__What this task involves__: Omit every picture while you reproduce the entries that follow word for word.

Entries taken from a collection:
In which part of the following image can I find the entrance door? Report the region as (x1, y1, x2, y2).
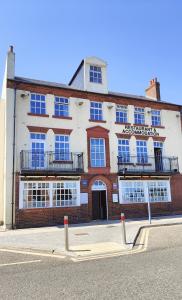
(92, 191, 107, 220)
(154, 148, 163, 172)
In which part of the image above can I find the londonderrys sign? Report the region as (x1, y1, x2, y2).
(122, 125, 159, 136)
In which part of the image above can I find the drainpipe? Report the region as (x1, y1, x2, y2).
(11, 87, 17, 229)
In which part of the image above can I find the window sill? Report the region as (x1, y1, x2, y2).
(52, 115, 72, 120)
(89, 119, 106, 123)
(133, 124, 149, 127)
(115, 122, 131, 125)
(151, 125, 165, 129)
(27, 113, 49, 118)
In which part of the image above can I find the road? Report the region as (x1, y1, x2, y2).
(0, 224, 182, 300)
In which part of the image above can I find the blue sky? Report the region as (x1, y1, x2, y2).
(0, 0, 182, 104)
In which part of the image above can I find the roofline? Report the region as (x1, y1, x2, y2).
(8, 78, 182, 109)
(68, 59, 84, 86)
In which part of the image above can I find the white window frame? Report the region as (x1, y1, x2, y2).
(19, 181, 80, 209)
(90, 138, 106, 167)
(151, 109, 161, 126)
(134, 107, 145, 125)
(116, 105, 128, 123)
(90, 101, 103, 121)
(118, 180, 171, 204)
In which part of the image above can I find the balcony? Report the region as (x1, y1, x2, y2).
(20, 151, 84, 175)
(118, 155, 179, 175)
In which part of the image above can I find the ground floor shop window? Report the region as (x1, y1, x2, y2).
(19, 181, 80, 209)
(52, 182, 78, 207)
(119, 180, 171, 204)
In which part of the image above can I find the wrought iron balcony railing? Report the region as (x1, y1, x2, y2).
(20, 151, 84, 174)
(117, 155, 179, 174)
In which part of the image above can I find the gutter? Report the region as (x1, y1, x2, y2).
(11, 88, 16, 229)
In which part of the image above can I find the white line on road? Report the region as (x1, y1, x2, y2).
(0, 248, 66, 259)
(0, 260, 41, 267)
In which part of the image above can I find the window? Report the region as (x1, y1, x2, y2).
(120, 181, 145, 203)
(55, 135, 70, 160)
(52, 182, 78, 207)
(54, 97, 69, 117)
(118, 139, 130, 162)
(90, 101, 103, 121)
(30, 93, 46, 115)
(119, 180, 171, 204)
(134, 107, 145, 124)
(90, 65, 102, 83)
(136, 140, 148, 163)
(148, 181, 170, 202)
(92, 180, 106, 191)
(20, 181, 80, 209)
(116, 105, 128, 123)
(22, 182, 50, 208)
(31, 133, 46, 168)
(154, 141, 163, 149)
(90, 138, 105, 167)
(151, 110, 161, 126)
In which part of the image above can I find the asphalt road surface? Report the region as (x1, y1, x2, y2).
(0, 224, 182, 300)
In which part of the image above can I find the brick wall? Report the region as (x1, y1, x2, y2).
(15, 173, 182, 228)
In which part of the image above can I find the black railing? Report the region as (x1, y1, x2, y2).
(20, 151, 84, 174)
(117, 155, 179, 174)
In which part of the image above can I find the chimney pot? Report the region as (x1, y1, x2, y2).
(9, 45, 14, 53)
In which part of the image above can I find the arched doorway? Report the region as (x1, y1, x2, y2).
(91, 180, 107, 220)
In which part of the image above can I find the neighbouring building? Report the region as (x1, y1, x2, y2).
(0, 46, 182, 229)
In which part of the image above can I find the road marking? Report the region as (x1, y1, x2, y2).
(0, 260, 41, 267)
(0, 248, 66, 259)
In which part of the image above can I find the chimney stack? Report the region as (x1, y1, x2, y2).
(145, 78, 161, 101)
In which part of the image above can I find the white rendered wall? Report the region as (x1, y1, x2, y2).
(15, 91, 182, 174)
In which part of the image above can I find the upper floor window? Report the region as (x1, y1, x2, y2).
(90, 101, 103, 121)
(30, 133, 46, 169)
(116, 105, 128, 123)
(55, 135, 70, 161)
(90, 138, 105, 167)
(134, 107, 145, 125)
(30, 93, 46, 115)
(151, 110, 161, 126)
(136, 140, 148, 163)
(89, 65, 102, 84)
(118, 139, 130, 162)
(54, 97, 69, 117)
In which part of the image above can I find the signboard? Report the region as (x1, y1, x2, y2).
(122, 125, 159, 137)
(113, 183, 118, 190)
(112, 194, 118, 203)
(81, 180, 88, 187)
(80, 193, 88, 204)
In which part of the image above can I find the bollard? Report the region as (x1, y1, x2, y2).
(120, 213, 126, 245)
(64, 216, 69, 251)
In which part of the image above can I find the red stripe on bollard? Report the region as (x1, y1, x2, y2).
(120, 214, 125, 222)
(64, 216, 68, 225)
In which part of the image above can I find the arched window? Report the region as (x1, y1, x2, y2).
(92, 180, 106, 191)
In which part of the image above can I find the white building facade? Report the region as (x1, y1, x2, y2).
(1, 47, 182, 228)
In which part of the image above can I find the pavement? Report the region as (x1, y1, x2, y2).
(0, 214, 182, 259)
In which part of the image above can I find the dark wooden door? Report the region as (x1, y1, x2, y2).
(92, 191, 107, 220)
(154, 148, 163, 171)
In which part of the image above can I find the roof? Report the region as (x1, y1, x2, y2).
(14, 76, 181, 107)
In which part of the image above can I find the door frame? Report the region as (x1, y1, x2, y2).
(91, 181, 108, 220)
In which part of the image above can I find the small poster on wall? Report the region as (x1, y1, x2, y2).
(80, 193, 88, 204)
(112, 194, 118, 203)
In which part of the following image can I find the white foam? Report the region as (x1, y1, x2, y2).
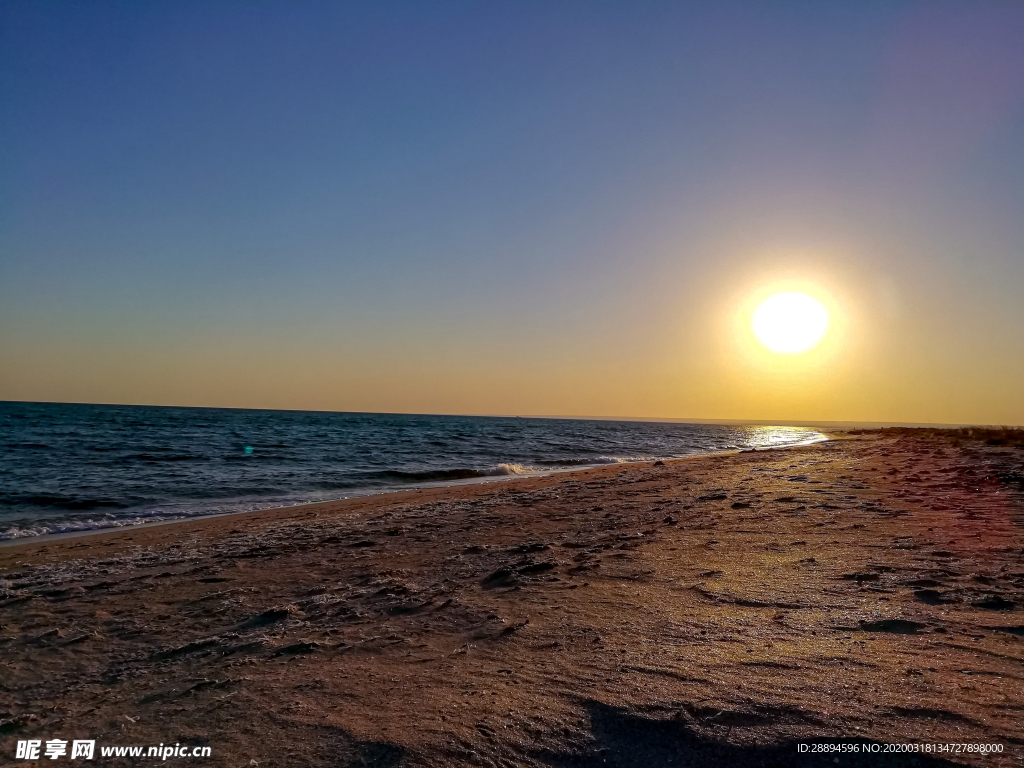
(486, 463, 543, 476)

__Answer to the exercise__:
In which part of the following image can I find the entrance door? Report the region as (x1, y1, x2, y2).
(92, 191, 107, 220)
(154, 148, 163, 172)
In which part of the image above can I find the londonderrys sign? Report the region as (x1, y1, x2, y2).
(122, 125, 159, 136)
In which part of the image above can I find the drainpipe? Report the region as (x1, y1, x2, y2).
(11, 87, 17, 229)
In which part of the image above can I find the window sill? Report the region as (x1, y1, x2, y2).
(52, 115, 72, 120)
(89, 119, 106, 123)
(133, 124, 149, 127)
(115, 122, 131, 125)
(151, 125, 165, 129)
(27, 113, 49, 118)
In which part of the image above can I find the road? Report the region as (x1, y1, x2, y2).
(0, 224, 182, 300)
In which part of the image above can I find the blue sky? Report the region as (x1, y1, x2, y2).
(0, 0, 182, 104)
In which part of the image above can I find the roofline? Report the region as (x1, y1, x2, y2).
(8, 78, 182, 109)
(68, 59, 84, 86)
In which part of the image above can I find the white window frame? Report the region as (x1, y1, x2, y2).
(19, 181, 80, 209)
(90, 138, 106, 167)
(151, 109, 161, 126)
(134, 107, 145, 125)
(116, 105, 128, 123)
(90, 101, 103, 121)
(118, 180, 171, 204)
In which part of the image above can I find the balcony? Report the region as (x1, y1, x2, y2).
(20, 151, 84, 175)
(118, 155, 179, 175)
In which part of the image above can I find the ground floor shop window? Report the region as (x1, y1, x2, y2).
(19, 181, 80, 209)
(52, 182, 78, 207)
(119, 180, 171, 204)
In which part of the image above can I find the wrought iron balcony railing? Report the region as (x1, y1, x2, y2).
(20, 151, 84, 174)
(117, 155, 179, 174)
In which part of the image above can I find the gutter? Report the region as (x1, y1, x2, y2).
(11, 88, 16, 229)
In which part of the image above can I find the white line on road? Report the region as (x1, y1, x2, y2).
(0, 248, 66, 259)
(0, 260, 41, 267)
In which part of the image above can I find the window? Report the region as (x1, y1, x2, y2).
(120, 181, 145, 203)
(55, 135, 70, 160)
(52, 182, 78, 207)
(54, 97, 69, 117)
(118, 139, 130, 162)
(90, 101, 103, 121)
(30, 93, 46, 115)
(119, 180, 171, 204)
(134, 107, 145, 124)
(90, 65, 102, 83)
(136, 140, 148, 163)
(148, 181, 170, 202)
(92, 180, 106, 191)
(20, 181, 80, 209)
(116, 105, 128, 123)
(22, 182, 50, 208)
(31, 133, 46, 168)
(154, 141, 163, 149)
(90, 138, 105, 167)
(151, 110, 161, 126)
In which part of the image above can I find the asphalt road surface? Report the region as (x1, y1, x2, y2).
(0, 224, 182, 300)
In which part of the image above can I find the brick wall? Report the region as (x1, y1, x2, y2).
(15, 173, 182, 228)
In which part of the image above can I find the black railing? Report the region as (x1, y1, x2, y2).
(20, 151, 84, 174)
(117, 155, 179, 174)
In which part of the image above can I find the chimney pot? Report the region as (x1, y1, x2, y2).
(9, 45, 14, 53)
In which part of the image above can I find the arched doorway? Report the region as (x1, y1, x2, y2).
(91, 180, 107, 220)
In which part of the image above can I find the neighbouring building? Report the region as (x1, y1, x2, y2).
(0, 46, 182, 229)
In which part of the image above can I find the road marking? Report the region as (x1, y1, x2, y2).
(0, 260, 41, 267)
(0, 248, 66, 259)
In which part of the image above can I find the chimney stack? Report the region as (x1, y1, x2, y2).
(145, 78, 161, 101)
In which part of the image above can I find the white rendered wall? Report the region as (x1, y1, x2, y2).
(15, 91, 182, 174)
In which part of the image above can I find the upper floor window? Report the region as (x1, y1, x2, y2).
(90, 101, 103, 121)
(30, 133, 46, 169)
(116, 105, 128, 123)
(55, 135, 70, 161)
(90, 138, 105, 167)
(134, 107, 145, 125)
(30, 93, 46, 115)
(151, 110, 161, 126)
(136, 140, 148, 163)
(89, 65, 102, 84)
(118, 139, 130, 162)
(54, 97, 69, 117)
In which part of the image above can I find the signboard? Report the region as (x1, y1, x2, y2).
(122, 125, 159, 137)
(113, 183, 118, 190)
(112, 194, 118, 203)
(81, 180, 88, 187)
(80, 193, 88, 204)
In which part of the image above can I find the bollard? Report the region as (x1, y1, x2, y2).
(120, 213, 126, 245)
(64, 216, 69, 251)
In which part of the image above can I find the red stripe on bollard? Report the region as (x1, y1, x2, y2).
(120, 214, 125, 222)
(64, 216, 68, 225)
In which part of the image above can I find the arched window? Report the region as (x1, y1, x2, y2).
(92, 180, 106, 191)
In which part of the image above can I find the white building facade? Report the region as (x1, y1, x2, y2).
(1, 47, 182, 228)
In which part of the image above can I find the pavement? Report the region as (x1, y1, x2, y2).
(0, 214, 182, 259)
In which part of the image above can I find the dark wooden door? Report the region as (x1, y1, x2, y2).
(92, 191, 107, 220)
(154, 148, 163, 171)
In which part of the image above can I find the roof? Report the region as (x1, y1, x2, y2).
(14, 76, 181, 107)
In which part of the image above can I find the door frame? Report the region as (x1, y1, x2, y2).
(91, 181, 108, 220)
In which part of the image above can I find the small poster on wall? Report the region as (x1, y1, x2, y2).
(80, 193, 88, 204)
(112, 194, 118, 203)
In which part of the following image can I find the white foam? Report the region as (x1, y1, x2, y2).
(486, 463, 543, 476)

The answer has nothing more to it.